→ **TASK TO CARRY OUT**: Render the material below as a Markdown table with the columns "Row" and "Text", from the start through the line containing "128, 202, 154]]", both ends included. Number each row, skip blank lines, and leave the pictures out.
++++++++
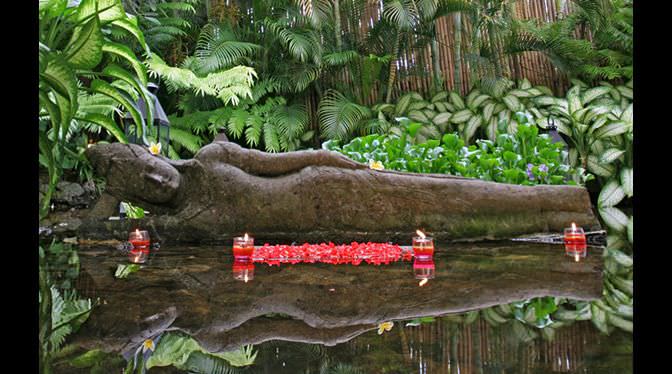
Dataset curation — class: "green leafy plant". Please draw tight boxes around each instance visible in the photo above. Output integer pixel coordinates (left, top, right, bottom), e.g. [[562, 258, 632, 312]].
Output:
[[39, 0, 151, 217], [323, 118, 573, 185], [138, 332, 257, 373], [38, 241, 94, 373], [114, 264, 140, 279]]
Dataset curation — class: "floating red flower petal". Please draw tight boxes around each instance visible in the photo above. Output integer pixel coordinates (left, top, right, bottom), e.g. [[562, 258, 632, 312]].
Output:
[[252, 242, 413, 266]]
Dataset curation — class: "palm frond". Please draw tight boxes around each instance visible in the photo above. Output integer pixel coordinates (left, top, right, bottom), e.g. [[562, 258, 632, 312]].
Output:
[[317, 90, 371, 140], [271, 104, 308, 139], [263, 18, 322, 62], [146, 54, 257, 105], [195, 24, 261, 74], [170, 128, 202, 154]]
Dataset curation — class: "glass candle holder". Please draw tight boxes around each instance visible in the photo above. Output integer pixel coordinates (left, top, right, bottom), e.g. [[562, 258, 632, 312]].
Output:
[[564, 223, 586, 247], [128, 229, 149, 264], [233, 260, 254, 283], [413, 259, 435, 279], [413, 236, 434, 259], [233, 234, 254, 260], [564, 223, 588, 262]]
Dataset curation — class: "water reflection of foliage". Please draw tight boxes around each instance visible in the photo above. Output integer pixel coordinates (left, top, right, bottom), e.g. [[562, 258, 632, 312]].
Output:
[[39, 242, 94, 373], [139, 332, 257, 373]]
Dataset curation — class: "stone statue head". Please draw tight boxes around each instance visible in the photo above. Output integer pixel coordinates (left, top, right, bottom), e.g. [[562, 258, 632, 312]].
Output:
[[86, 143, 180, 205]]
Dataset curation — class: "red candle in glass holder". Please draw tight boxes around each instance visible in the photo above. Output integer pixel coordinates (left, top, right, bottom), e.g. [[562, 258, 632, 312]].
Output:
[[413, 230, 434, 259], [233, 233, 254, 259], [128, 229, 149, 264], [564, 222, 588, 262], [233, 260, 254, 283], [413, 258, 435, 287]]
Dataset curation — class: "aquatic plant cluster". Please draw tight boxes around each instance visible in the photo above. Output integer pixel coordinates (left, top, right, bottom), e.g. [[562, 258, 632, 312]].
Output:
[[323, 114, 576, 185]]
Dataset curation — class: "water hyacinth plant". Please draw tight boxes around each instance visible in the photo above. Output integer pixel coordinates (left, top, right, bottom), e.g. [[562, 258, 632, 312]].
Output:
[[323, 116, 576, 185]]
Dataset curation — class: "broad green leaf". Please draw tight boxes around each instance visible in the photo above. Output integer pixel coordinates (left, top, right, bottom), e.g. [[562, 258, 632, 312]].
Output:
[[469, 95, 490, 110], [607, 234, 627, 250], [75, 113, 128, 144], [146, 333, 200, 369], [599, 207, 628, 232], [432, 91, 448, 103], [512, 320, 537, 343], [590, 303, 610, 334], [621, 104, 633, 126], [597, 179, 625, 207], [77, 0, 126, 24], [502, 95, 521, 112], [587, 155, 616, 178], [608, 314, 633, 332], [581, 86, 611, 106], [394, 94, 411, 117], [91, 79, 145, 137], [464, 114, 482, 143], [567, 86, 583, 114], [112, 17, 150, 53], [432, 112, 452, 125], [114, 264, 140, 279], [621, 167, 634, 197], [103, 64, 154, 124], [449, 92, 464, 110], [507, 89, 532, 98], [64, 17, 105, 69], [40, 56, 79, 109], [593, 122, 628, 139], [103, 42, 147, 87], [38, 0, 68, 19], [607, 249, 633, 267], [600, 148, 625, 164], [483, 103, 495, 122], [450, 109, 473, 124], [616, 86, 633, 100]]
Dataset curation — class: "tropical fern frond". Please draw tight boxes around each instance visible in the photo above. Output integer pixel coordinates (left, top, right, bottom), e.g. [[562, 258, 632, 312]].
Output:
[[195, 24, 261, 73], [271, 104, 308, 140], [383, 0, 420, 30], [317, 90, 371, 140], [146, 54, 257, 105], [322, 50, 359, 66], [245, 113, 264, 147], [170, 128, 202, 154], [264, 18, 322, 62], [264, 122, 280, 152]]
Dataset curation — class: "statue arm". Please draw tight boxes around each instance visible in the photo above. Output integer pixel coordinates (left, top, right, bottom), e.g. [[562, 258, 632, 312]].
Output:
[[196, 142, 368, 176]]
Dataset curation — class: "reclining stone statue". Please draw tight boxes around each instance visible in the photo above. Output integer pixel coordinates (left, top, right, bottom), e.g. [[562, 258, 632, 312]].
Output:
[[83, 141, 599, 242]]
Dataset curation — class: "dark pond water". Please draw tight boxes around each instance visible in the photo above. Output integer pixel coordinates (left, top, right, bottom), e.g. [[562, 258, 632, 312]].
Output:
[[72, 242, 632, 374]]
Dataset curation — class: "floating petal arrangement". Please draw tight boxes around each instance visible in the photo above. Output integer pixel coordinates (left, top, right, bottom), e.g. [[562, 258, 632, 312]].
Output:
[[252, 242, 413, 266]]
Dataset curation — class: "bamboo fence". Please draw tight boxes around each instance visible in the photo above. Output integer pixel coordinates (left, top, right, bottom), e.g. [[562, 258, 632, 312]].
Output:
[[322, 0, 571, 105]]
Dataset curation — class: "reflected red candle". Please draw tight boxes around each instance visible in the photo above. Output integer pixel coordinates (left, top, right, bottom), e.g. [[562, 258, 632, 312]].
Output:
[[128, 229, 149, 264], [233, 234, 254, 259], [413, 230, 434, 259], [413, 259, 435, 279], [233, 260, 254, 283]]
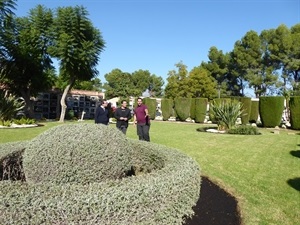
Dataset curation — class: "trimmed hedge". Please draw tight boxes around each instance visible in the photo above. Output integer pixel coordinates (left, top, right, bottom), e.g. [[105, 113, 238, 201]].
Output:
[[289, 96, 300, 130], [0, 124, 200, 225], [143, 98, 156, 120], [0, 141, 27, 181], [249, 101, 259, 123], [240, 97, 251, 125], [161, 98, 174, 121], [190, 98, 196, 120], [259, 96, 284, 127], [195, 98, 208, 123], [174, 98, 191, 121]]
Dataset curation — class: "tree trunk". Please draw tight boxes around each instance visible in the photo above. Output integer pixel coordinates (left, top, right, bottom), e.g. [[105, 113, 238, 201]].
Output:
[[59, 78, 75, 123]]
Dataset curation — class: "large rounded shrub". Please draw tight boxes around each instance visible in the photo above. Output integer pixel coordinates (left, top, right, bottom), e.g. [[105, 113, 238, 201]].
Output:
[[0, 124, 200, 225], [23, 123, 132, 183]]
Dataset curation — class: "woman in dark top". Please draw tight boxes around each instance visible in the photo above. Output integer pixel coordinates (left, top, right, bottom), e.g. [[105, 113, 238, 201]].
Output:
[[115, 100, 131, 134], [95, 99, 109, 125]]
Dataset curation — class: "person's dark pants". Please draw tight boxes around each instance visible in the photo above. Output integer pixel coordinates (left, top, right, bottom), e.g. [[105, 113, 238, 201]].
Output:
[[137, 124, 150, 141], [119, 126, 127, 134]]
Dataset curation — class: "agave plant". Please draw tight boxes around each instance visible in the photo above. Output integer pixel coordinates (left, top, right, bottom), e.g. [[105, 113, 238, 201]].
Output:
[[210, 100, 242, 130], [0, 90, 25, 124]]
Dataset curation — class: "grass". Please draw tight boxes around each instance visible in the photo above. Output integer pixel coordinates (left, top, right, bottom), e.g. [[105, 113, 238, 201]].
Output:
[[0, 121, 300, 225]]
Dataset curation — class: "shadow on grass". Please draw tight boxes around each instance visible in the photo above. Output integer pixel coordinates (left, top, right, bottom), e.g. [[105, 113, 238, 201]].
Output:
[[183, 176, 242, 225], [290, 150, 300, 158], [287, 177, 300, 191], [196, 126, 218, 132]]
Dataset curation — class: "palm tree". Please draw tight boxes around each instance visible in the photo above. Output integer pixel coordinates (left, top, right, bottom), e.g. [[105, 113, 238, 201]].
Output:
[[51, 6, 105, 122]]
++++++++
→ **RESPONSE TO THIS TASK**:
| Row | Text |
|---|---|
| 1 | Dataset curation — class: "green leafy plant". Please draw tight boxes around each instance visible in the photo above. Output integer pixel coordinates (left, top, right, bottom), e.g. [[562, 258, 632, 312]]. |
| 2 | Output: |
| 3 | [[39, 0, 151, 217], [323, 118, 573, 185], [138, 332, 257, 373], [38, 241, 94, 373], [114, 264, 140, 279]] |
| 4 | Dataset curation — class: "floating red flower petal". Please draw tight boxes around each instance visible in the photo above. Output integer pixel coordinates (left, top, right, bottom), e.g. [[562, 258, 632, 312]]. |
| 5 | Output: |
| 6 | [[252, 242, 413, 266]] |
| 7 | Dataset curation — class: "palm frond". Please draw tight boxes around each instance visible in the photo above. Output integer pixel coordinates (left, top, right, bottom), e.g. [[562, 258, 632, 312]]. |
| 8 | Output: |
| 9 | [[317, 90, 371, 140], [271, 104, 308, 139], [263, 18, 322, 62], [146, 54, 257, 105], [195, 24, 261, 74], [170, 128, 202, 154]] |